■ TASK TO CARRY OUT ■
Locate the line with "the white sand" in the material. Copy that line and each one after it, through the last, exactly and with nothing else.

■ STORED RECORDS ■
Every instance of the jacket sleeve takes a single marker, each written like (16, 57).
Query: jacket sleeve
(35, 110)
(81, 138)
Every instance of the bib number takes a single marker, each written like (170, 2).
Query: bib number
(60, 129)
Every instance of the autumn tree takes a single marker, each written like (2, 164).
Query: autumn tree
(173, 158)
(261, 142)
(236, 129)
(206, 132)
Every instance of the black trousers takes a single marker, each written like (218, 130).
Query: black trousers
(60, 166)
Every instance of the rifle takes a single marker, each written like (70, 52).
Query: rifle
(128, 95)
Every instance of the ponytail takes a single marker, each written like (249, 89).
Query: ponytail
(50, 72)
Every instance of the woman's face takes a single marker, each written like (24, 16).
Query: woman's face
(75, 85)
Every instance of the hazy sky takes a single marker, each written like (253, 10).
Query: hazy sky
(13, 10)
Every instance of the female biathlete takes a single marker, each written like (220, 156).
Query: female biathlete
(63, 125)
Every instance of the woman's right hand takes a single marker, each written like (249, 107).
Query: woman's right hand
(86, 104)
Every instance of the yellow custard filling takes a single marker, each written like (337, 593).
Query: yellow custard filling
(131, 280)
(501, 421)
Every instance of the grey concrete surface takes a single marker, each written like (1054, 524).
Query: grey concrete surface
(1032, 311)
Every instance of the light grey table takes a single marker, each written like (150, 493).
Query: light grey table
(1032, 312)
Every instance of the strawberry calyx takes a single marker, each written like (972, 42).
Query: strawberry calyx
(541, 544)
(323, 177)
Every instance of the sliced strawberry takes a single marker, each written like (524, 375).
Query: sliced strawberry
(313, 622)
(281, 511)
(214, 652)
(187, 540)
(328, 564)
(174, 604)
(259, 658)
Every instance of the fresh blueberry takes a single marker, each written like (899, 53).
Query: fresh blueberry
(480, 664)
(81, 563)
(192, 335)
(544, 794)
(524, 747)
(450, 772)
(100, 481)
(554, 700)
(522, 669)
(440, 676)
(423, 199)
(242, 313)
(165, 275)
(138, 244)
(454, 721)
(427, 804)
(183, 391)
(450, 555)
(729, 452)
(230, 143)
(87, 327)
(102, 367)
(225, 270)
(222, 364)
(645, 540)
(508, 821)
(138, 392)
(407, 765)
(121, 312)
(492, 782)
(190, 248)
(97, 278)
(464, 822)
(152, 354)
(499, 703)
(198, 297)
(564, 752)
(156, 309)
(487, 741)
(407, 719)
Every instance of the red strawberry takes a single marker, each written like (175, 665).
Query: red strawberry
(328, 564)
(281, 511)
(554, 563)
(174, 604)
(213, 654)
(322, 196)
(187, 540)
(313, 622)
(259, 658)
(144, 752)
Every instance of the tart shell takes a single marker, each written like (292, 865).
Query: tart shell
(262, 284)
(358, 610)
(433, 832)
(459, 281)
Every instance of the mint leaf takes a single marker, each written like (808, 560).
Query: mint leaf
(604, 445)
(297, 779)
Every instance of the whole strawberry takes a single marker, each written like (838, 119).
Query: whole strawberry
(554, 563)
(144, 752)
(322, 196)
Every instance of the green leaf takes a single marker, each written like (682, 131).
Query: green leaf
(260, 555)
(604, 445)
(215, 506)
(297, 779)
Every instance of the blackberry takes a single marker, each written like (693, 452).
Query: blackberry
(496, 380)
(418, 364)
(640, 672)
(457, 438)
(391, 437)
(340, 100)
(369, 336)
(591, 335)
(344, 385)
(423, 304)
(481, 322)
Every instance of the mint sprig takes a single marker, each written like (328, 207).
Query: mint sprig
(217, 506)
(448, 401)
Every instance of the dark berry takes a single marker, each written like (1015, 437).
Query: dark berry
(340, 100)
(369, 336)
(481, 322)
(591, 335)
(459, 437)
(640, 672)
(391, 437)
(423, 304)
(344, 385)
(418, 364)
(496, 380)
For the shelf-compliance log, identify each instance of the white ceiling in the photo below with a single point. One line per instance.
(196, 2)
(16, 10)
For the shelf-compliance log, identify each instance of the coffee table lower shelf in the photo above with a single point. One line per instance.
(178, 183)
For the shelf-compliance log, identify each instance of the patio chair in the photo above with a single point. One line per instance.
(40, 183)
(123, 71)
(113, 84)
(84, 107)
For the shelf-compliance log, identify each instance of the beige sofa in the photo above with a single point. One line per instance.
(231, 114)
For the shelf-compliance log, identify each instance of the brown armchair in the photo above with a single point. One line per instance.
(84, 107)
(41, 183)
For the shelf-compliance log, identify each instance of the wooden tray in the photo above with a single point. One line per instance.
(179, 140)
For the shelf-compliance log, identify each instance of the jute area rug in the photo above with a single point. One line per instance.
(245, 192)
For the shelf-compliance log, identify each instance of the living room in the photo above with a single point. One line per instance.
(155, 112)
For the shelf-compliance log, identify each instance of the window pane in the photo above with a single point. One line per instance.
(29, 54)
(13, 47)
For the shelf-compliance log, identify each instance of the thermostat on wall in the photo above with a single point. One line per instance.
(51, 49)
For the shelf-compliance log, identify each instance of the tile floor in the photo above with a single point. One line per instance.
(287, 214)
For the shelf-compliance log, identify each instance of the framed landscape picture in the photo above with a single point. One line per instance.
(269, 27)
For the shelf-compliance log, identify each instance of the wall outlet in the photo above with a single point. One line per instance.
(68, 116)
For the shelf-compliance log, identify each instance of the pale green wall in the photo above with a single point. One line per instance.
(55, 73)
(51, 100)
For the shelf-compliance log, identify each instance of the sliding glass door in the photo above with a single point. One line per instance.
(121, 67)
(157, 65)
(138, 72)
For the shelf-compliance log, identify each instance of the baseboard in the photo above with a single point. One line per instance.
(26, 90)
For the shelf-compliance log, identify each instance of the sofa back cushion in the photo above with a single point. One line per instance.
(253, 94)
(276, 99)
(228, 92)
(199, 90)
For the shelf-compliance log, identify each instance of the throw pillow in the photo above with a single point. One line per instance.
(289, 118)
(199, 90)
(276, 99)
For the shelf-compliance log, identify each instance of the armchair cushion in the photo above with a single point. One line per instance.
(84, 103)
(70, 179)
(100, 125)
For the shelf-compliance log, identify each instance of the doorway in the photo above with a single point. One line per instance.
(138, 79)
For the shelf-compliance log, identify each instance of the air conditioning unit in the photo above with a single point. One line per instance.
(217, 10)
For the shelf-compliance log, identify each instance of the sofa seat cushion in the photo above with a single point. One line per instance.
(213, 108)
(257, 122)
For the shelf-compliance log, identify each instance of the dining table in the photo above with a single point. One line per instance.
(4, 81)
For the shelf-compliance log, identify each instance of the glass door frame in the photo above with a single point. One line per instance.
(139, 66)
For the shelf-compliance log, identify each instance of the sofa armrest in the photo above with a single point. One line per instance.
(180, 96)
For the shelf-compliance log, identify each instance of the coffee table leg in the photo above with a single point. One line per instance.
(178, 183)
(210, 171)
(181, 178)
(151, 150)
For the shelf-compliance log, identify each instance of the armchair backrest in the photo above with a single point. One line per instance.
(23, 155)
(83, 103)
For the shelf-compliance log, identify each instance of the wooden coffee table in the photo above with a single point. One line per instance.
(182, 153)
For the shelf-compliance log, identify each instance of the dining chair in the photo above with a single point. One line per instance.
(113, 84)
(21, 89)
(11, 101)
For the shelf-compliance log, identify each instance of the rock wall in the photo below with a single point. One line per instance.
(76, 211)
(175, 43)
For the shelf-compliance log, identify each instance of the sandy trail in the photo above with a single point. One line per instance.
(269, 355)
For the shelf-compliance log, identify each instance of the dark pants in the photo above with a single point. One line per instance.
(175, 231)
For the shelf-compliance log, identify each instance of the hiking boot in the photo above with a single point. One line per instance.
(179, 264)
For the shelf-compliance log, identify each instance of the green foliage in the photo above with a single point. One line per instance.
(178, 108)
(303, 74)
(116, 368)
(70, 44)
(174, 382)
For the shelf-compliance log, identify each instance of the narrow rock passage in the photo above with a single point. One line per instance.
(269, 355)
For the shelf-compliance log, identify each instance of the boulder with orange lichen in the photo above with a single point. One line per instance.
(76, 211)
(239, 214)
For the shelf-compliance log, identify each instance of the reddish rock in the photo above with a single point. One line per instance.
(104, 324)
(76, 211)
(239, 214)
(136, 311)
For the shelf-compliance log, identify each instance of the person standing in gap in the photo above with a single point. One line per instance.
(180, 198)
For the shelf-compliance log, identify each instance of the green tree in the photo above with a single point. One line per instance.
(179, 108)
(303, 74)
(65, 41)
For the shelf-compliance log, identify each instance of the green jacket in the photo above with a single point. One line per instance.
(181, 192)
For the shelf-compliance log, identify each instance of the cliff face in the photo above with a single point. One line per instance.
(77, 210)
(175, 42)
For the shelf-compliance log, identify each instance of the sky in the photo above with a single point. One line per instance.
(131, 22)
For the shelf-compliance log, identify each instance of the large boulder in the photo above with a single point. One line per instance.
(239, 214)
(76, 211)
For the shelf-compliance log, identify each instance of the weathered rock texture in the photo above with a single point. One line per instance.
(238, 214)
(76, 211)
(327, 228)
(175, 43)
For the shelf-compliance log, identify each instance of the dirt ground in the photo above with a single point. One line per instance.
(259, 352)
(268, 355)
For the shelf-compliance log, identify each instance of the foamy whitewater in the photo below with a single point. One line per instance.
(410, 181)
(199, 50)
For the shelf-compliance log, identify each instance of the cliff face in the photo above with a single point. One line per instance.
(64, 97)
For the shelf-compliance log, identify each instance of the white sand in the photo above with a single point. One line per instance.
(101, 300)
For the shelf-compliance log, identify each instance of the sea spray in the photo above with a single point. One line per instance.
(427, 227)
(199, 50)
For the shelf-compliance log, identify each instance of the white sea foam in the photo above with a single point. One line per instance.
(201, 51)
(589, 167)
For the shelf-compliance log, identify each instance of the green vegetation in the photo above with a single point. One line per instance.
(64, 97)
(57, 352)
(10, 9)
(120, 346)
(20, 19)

■ SOLUTION TO THIS EXERCISE ■
For the shelf-compliance log, identify each instance of the white sand in the photo above with a single point. One line per instance.
(101, 300)
For the shelf-compliance log, identify each instance of the sea spray in the photo above with a single point. One line per instance.
(427, 227)
(199, 50)
For the shelf-compliance log, identify each instance of the white sea foam in the photo above with a single point. One line per instance.
(201, 51)
(589, 167)
For the shelf-compliance log, identify each instance of the green vegetation in the photo above with a single point. One line per instance.
(64, 97)
(57, 352)
(10, 9)
(120, 346)
(20, 19)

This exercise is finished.